**Belge Metni:**
/---

AK Parti Ankara Milletvekili Tuğrul Türkeş, Türkiye İşçi Partisi (TİP) İstanbul Milletvekili Ahmet Şık'ın Meclis’teki konuşmasını provokatif olarak nitelendirdi ve TBMM’de yaşanan şiddet olaylarını eleştirmişti. Türkeş, Şık’ın kullandığı ifadelerin karşı tarafı kışkırtıcı olduğunu savunmuştu.

Ahmet Şık ise, İsmail Saymaz'a yaptığı açıklamada, Türkeş'in eleştirilerine yanıt verdi.

Şık, Meclis'te kendisine ve diğer muhalefet milletvekillerine yapılan sözlü saldırılara karşı aynı şekilde cevap vermenin hakkı olduğunu belirtti.

İsmail Saymaz, Halk TV'nin internet sitesinde paylaştığı söyleşiyi şu şekilde paylaştı:

Tuğrul Türkeş’in sana yönelik eleştirilerine yanıtın nedir?

Bir kere Tuğrul Bey, Gezi davasıyla ilgili tutumuyla teşekkürü hak ediyor. Ama Tuğrul Bey meclise gelip giden biri olsaydı, görevi izin vermiyor olabilir, şunu görürdü: İktidar mensuplarından en çok duyduğumuz en çok sözcükler; vatan haini, bölücü, terörist, katil…

Ben gazetecilik yaparken de hizaya gelerek gazetecilik yapmadım, siyasette de hizaya gelerek siyaset yapmayacağım. Ne muamele görüyorsam aynı şekilde mukabele etmek benim görevim. Onların bize söylediğini, kendilerine söylediğimde hakaret mi etmiş oluyorum? Can Atalay için terörist dediniz mi? Dediniz. Ben de “Hayır, Can değil, sizsiniz terörist” diyorum. Tuğrul Bey de bunları değerlendirsin.

Sadece Gezi Davası'nda aldığı tutum nedeniyle işin hukuksuzluğunu görmesine rağmen hala nasıl o partide nasıl kalıyor, bence bunu sorsun kendisine.

\---

**Kayıtlı Veriler:**
/---

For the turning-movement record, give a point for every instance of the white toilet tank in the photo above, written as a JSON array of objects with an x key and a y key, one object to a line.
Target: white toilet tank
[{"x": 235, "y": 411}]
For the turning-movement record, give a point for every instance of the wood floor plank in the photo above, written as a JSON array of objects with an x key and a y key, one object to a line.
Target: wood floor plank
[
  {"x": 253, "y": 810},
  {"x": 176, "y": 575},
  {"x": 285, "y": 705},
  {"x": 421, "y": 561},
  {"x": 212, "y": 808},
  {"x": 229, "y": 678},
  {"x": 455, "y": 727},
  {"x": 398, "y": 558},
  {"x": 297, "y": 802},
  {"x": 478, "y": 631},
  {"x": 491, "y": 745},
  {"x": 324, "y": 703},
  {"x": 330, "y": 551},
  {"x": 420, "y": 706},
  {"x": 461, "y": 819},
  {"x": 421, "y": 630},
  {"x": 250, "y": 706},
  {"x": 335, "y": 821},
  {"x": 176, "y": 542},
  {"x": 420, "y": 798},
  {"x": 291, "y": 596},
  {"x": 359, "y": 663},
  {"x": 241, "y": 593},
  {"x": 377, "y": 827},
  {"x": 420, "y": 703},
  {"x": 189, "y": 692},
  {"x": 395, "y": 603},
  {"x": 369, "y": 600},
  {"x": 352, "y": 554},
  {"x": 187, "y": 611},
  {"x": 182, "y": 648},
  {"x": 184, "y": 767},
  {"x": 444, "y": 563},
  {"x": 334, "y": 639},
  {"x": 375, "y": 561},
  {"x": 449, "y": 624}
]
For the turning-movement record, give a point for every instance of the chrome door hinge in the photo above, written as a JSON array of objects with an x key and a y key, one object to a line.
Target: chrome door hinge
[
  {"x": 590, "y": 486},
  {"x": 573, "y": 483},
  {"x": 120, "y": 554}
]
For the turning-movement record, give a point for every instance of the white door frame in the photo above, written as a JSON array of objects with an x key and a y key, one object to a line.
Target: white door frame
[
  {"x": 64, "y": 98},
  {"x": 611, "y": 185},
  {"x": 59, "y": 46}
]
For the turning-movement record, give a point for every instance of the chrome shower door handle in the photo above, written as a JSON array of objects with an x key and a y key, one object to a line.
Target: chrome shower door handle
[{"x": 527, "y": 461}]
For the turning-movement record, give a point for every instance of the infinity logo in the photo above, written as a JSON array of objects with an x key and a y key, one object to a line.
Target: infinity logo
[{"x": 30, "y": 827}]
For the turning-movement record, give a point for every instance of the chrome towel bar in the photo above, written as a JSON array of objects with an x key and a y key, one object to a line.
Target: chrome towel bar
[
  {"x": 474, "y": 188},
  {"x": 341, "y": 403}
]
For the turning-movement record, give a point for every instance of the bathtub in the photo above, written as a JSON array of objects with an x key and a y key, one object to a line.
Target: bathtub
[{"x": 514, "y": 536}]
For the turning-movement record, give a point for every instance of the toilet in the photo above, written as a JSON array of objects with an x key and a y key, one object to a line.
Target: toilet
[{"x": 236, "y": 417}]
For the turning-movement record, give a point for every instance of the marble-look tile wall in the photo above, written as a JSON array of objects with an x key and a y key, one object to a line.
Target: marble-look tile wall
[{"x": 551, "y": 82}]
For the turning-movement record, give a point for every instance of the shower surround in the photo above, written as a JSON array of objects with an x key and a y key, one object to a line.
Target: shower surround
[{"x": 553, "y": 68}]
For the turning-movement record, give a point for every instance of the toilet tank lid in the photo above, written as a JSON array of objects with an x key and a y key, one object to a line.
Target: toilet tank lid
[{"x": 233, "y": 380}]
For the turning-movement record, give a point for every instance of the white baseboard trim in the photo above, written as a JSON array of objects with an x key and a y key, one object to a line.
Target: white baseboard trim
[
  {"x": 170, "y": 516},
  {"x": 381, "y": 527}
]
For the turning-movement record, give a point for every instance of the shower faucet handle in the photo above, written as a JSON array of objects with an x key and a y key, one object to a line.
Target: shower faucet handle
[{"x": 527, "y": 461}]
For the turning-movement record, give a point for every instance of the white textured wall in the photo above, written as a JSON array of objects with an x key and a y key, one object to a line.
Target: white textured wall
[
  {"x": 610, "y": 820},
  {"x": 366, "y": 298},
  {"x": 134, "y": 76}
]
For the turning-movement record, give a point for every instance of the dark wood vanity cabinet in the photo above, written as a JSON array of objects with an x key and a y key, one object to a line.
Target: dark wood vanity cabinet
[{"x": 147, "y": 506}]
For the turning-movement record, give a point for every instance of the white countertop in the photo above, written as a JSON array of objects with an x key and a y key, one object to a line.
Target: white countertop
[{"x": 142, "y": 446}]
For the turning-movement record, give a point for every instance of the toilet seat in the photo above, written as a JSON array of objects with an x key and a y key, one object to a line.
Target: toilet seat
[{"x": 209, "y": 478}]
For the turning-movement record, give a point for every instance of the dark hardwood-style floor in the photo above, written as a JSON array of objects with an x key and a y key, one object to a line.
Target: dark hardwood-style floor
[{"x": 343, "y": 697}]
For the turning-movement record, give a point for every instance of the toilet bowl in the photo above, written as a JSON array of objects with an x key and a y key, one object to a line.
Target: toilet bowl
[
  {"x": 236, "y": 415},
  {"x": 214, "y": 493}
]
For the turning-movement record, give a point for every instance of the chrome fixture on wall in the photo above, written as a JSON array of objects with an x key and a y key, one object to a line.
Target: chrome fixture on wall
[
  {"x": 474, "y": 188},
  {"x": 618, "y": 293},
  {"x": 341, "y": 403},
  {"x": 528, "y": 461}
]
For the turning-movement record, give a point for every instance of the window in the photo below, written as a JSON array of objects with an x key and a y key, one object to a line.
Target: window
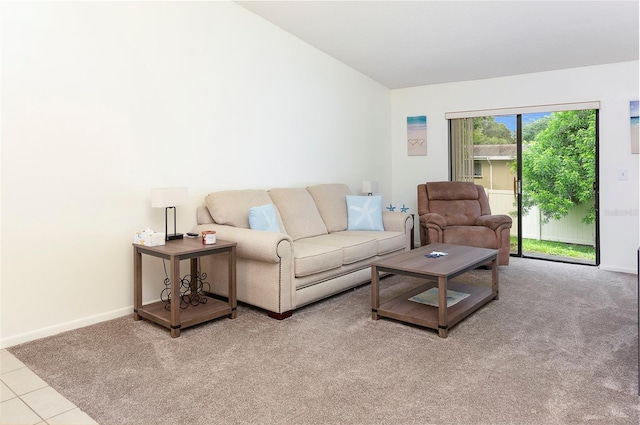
[{"x": 477, "y": 169}]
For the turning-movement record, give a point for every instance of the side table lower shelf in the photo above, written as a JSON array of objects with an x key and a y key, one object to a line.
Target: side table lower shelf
[{"x": 190, "y": 316}]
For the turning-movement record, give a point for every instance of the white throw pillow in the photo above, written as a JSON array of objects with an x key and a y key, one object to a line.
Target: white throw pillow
[
  {"x": 364, "y": 212},
  {"x": 264, "y": 218}
]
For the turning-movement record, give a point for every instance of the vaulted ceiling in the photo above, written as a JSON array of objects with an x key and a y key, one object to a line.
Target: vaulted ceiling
[{"x": 411, "y": 43}]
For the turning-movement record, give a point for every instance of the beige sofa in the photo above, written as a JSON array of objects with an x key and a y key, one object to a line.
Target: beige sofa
[{"x": 313, "y": 255}]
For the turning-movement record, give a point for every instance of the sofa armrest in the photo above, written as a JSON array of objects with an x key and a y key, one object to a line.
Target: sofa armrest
[
  {"x": 396, "y": 221},
  {"x": 252, "y": 244},
  {"x": 433, "y": 219},
  {"x": 494, "y": 221}
]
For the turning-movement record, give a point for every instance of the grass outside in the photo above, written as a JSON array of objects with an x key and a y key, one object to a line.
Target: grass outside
[{"x": 559, "y": 249}]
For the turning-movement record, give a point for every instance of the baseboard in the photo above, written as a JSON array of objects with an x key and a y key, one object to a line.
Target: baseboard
[
  {"x": 63, "y": 327},
  {"x": 618, "y": 269}
]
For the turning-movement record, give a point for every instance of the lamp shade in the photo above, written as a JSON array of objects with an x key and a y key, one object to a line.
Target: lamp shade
[
  {"x": 369, "y": 186},
  {"x": 164, "y": 197}
]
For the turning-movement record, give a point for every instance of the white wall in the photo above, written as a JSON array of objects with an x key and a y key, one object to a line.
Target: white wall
[
  {"x": 103, "y": 101},
  {"x": 613, "y": 85}
]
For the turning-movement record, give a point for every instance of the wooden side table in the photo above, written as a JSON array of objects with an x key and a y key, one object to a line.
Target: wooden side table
[{"x": 178, "y": 318}]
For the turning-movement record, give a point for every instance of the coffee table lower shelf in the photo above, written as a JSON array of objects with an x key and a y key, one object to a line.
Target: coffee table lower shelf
[
  {"x": 401, "y": 308},
  {"x": 190, "y": 316}
]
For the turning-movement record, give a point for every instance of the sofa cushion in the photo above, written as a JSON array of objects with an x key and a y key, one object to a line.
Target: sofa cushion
[
  {"x": 354, "y": 247},
  {"x": 311, "y": 258},
  {"x": 331, "y": 202},
  {"x": 387, "y": 241},
  {"x": 231, "y": 207},
  {"x": 264, "y": 217},
  {"x": 364, "y": 213},
  {"x": 299, "y": 213}
]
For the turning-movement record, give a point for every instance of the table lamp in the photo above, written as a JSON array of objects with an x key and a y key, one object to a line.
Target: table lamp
[
  {"x": 369, "y": 187},
  {"x": 169, "y": 197}
]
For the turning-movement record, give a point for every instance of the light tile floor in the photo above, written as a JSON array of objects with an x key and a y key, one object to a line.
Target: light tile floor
[{"x": 27, "y": 399}]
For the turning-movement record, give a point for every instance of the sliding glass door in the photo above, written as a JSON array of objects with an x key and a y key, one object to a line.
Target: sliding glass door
[{"x": 540, "y": 168}]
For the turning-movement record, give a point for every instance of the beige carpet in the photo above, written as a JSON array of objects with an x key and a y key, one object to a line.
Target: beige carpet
[{"x": 559, "y": 347}]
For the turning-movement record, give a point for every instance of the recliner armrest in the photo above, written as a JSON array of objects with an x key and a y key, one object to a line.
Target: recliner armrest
[
  {"x": 494, "y": 221},
  {"x": 396, "y": 221},
  {"x": 433, "y": 219}
]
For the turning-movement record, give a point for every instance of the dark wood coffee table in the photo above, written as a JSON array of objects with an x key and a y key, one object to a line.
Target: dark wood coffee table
[{"x": 460, "y": 259}]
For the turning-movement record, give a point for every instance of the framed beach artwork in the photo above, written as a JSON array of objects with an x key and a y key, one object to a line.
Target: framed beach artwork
[
  {"x": 417, "y": 135},
  {"x": 635, "y": 126}
]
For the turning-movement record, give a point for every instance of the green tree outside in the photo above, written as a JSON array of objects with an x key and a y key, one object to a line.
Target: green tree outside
[
  {"x": 559, "y": 165},
  {"x": 486, "y": 131}
]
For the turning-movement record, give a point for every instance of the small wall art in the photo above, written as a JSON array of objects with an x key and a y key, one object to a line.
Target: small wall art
[
  {"x": 417, "y": 135},
  {"x": 635, "y": 127}
]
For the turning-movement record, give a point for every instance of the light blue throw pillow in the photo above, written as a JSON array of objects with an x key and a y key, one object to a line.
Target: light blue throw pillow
[
  {"x": 264, "y": 218},
  {"x": 364, "y": 212}
]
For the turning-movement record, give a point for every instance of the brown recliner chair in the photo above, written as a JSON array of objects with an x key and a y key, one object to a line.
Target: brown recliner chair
[{"x": 458, "y": 213}]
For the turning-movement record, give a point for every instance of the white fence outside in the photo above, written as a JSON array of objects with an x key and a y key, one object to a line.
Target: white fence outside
[{"x": 569, "y": 229}]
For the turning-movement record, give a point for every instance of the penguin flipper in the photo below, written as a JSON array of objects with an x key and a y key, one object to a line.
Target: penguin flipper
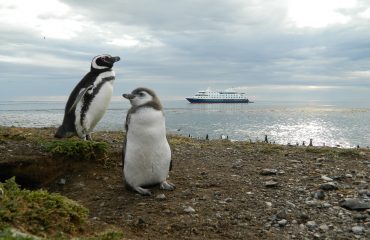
[{"x": 79, "y": 97}]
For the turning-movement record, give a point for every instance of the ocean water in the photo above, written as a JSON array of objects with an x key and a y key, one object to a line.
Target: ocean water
[{"x": 331, "y": 124}]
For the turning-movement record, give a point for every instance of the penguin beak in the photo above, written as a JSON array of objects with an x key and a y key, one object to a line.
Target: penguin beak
[
  {"x": 128, "y": 96},
  {"x": 116, "y": 59}
]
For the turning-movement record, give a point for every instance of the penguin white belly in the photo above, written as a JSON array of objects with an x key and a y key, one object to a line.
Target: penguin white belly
[
  {"x": 98, "y": 106},
  {"x": 148, "y": 154}
]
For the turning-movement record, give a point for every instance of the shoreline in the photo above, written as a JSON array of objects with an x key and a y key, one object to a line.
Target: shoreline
[{"x": 224, "y": 189}]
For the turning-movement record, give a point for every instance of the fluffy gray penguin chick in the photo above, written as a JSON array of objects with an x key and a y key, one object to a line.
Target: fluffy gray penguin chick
[{"x": 146, "y": 154}]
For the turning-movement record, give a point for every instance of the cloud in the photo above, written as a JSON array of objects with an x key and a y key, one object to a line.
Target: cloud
[{"x": 179, "y": 47}]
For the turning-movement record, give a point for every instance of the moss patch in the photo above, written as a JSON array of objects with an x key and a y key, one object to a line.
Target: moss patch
[
  {"x": 77, "y": 149},
  {"x": 39, "y": 212}
]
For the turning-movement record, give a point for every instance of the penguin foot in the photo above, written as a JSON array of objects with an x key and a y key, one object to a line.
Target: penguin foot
[
  {"x": 143, "y": 191},
  {"x": 167, "y": 186}
]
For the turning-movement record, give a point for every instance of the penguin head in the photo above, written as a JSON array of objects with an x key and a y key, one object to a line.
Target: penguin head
[
  {"x": 103, "y": 61},
  {"x": 142, "y": 96}
]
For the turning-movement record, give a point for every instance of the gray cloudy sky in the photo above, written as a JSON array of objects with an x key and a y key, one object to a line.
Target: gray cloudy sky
[{"x": 277, "y": 49}]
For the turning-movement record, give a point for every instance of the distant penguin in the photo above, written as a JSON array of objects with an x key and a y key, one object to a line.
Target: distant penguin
[
  {"x": 146, "y": 154},
  {"x": 89, "y": 99}
]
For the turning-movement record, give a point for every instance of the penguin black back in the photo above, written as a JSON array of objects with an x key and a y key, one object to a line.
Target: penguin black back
[{"x": 99, "y": 65}]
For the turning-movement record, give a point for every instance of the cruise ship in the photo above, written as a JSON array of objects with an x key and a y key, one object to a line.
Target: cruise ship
[{"x": 209, "y": 96}]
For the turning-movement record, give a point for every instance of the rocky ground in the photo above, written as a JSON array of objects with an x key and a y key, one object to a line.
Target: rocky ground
[{"x": 224, "y": 190}]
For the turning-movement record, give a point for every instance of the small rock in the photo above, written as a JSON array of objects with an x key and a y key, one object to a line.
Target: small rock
[
  {"x": 189, "y": 210},
  {"x": 237, "y": 164},
  {"x": 281, "y": 214},
  {"x": 312, "y": 203},
  {"x": 360, "y": 217},
  {"x": 326, "y": 178},
  {"x": 324, "y": 227},
  {"x": 140, "y": 221},
  {"x": 271, "y": 184},
  {"x": 161, "y": 197},
  {"x": 320, "y": 159},
  {"x": 355, "y": 204},
  {"x": 228, "y": 200},
  {"x": 268, "y": 171},
  {"x": 62, "y": 181},
  {"x": 329, "y": 186},
  {"x": 311, "y": 224},
  {"x": 319, "y": 195},
  {"x": 282, "y": 222},
  {"x": 358, "y": 230}
]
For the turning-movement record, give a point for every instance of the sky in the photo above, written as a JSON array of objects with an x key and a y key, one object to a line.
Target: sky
[{"x": 293, "y": 50}]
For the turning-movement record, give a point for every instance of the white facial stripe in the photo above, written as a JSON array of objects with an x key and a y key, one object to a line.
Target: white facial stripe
[
  {"x": 141, "y": 98},
  {"x": 96, "y": 66}
]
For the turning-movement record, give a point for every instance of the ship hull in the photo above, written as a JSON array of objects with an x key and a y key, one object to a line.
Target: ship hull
[{"x": 196, "y": 100}]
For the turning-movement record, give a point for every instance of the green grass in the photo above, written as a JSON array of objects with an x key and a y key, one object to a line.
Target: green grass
[
  {"x": 77, "y": 149},
  {"x": 39, "y": 212}
]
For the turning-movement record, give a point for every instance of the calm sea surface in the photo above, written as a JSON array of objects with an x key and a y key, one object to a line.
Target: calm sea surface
[{"x": 344, "y": 124}]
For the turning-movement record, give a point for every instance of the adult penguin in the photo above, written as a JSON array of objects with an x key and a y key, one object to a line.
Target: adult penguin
[{"x": 89, "y": 100}]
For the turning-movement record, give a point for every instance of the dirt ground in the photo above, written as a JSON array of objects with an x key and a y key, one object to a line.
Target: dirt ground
[{"x": 224, "y": 190}]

\---

**Alıştırma Görevleri:**
1) Listede "of the calm" ifadesini içeren satırdan listenin sonuna kadar olan satırları (ikisi de dahil) "adult penguin" yerine "young penguin" koyarak değiştirin ve başka hiçbir şeye dokunmadan yalnızca bu satırları yeniden verin.
2) Tuğrul Türkeş ile Ahmet Şık arasındaki tartışmaya dair metnin devamını, kaldığı yerden başlayarak yazın.

**Sonuçlar:**
1)
For the turning-movement record, give a point for every instance of the calm sea surface in the photo above, written as a JSON array of objects with an x key and a y key, one object to a line.
Target: calm sea surface
[{"x": 344, "y": 124}]
For the turning-movement record, give a point for every instance of the young penguin in the photo above, written as a JSON array of objects with an x key and a y key, one object to a line.
Target: young penguin
[{"x": 89, "y": 100}]
For the turning-movement record, give a point for every instance of the dirt ground in the photo above, written as a JSON array of objects with an x key and a y key, one object to a line.
Target: dirt ground
[{"x": 224, "y": 190}]

2)
Kürsüde çok ağır ve sert ifadeler kullanmadın mı?

Hem MHP'den hem AKP’den Can Atalay için “Terörist” dediler. Arkasından Adalet Bakanı açıklama yaptı, AYM kararının uygulanmayacağına dair. Oturumdan birkaç saat önce AK Parti Grup Başkanı Abdullah Güler'in açıklaması var, kararın uygulanmaması için ellerinden gelen her şeyi yapacaklarını söyleyen. Güler'in böyle bir demeç vermesinin manası nedir? “Gerilim istiyorum” diyor.

Anayasa’nın 153. maddesi diyor ki “AYM kararları bağlayıcıdır.” Ama iktidarın iki ortağı diyor ki “Uymayacağız.” Böyle bir ortamda başladı.

Can Atalay’la hukukum var, canım yanıyor. O öfkeyle çıktım.

Konuşmamı bütünlüklü yapabilseydim, ne diyeceğim anlaşılacaktı. Söylemeye çalıştığım şu: Anayasa’da milletvekili yemini şöyle biter: “Anayasa’ya sadakatle bağlı kalacağıma şerefim üzerine yemin ederim.” AYM kararları bağlayıcı iken, uymayacağını beyan edenler yemini çiğniyor. Yani, şerefiyle bağdaşmayan bir iş yapıyor. Bir bu.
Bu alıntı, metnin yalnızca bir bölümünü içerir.